*** Opening of Exercise text ***

As a starting point, Protzko and his colleagues turned to the existing literature of influential thinkers, including 17th-century philosopher and physician John Locke, who concluded that identity and obligations belong to a person’s mind.
From there, they introduced hypothetical scenarios in which people with obligations — such as debts — had a brain transplant with someone else. These scenarios were presented to laypeople and also to lawyers, accountants and bankers to evaluate the response of professionals whose jobs require tracking transfers of obligation within legal frameworks.
Based on other studies in the paper, the professionals’ higher education levels and reduced beliefs that people have essences, “they should have said the obligations are more likely to follow the brain into a new body,” Protzko says. “Instead, they were even more likely to say that an obligation stays with the body that incurred it, even with someone else’s brain inside. This is not what many philosophers would think.”

*** Close of Exercise text ***
*** Opening of Provided material ***

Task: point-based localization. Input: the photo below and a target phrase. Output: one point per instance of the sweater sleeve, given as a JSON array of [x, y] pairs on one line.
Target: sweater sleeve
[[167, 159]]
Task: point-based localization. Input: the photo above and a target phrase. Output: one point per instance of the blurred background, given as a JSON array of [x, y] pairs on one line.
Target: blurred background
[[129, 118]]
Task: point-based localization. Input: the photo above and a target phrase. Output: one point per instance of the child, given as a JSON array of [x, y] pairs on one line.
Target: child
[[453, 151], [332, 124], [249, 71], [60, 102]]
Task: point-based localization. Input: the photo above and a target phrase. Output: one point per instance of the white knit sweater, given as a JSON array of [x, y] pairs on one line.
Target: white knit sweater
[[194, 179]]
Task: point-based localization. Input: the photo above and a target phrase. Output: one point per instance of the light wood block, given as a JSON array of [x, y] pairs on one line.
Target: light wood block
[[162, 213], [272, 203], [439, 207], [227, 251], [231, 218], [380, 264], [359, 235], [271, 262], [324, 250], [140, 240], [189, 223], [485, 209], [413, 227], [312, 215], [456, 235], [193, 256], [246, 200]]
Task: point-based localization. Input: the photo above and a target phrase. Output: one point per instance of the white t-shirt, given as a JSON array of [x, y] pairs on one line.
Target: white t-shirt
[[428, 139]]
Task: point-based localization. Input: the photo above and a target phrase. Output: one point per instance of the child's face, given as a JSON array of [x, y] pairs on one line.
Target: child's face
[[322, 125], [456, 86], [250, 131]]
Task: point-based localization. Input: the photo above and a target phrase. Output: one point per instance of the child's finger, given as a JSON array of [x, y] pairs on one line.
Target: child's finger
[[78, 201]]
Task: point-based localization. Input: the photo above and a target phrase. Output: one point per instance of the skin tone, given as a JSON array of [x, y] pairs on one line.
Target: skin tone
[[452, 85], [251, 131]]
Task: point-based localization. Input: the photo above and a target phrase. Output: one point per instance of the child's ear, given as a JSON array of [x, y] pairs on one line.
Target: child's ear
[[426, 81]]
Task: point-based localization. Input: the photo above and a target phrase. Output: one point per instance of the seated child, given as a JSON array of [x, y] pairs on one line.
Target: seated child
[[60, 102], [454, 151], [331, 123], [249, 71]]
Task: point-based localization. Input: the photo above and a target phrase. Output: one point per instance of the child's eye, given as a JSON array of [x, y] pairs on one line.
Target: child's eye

*** Close of Provided material ***

→ Activity list
1. Transcribe the passage on obligations and brain transplants between "As a starting" and "a person’s mind.", inclusive.
2. In the passage on obligations and brain transplants, which professionals were shown the hypothetical scenarios alongside laypeople?
3. Write the next part of the passage on obligations and brain transplants, starting after its final sentence.

→ Responses to the tasks
1.
As a starting point, Protzko and his colleagues turned to the existing literature of influential thinkers, including 17th-century philosopher and physician John Locke, who concluded that identity and obligations belong to a person’s mind.

2. Lawyers, accountants and bankers.

3.
Philosophers generally subscribe to the view that since the brain is the decision-making organ, responsibility goes with it. But that’s not always the case, according to Colin Allen, a distinguished professor of philosophy at UC Santa Barbara.
Let’s say John owes $2,000 in back taxes. He gets into a car crash with Adam. At the hospital, both men are near death, but the doctor thinks she can save them both with an experimental brain swap. The operation is a success, and both men experience a full recovery. John’s body now has Adam’s brain in it, and Adam’s body has John’s brain in it. Who pays that $2,000 debt, and why?
By default, Allen is an obligation-follows-brain kind of guy. But he can also noodle it the other way.
“Suppose that the bank will only release money from John’s account with appropriate biometric information, such as face recognition or a fingerprint,” Allen explains, “and the state has not yet decided whose name should go on which ID that has the photo of Adam’s face. At the same time, only Adam’s brain inside John’s body can satisfy John’s biometrics. In that case I would say that ‘Adambrain-Johnbody’ should pay with the money that was John’s.”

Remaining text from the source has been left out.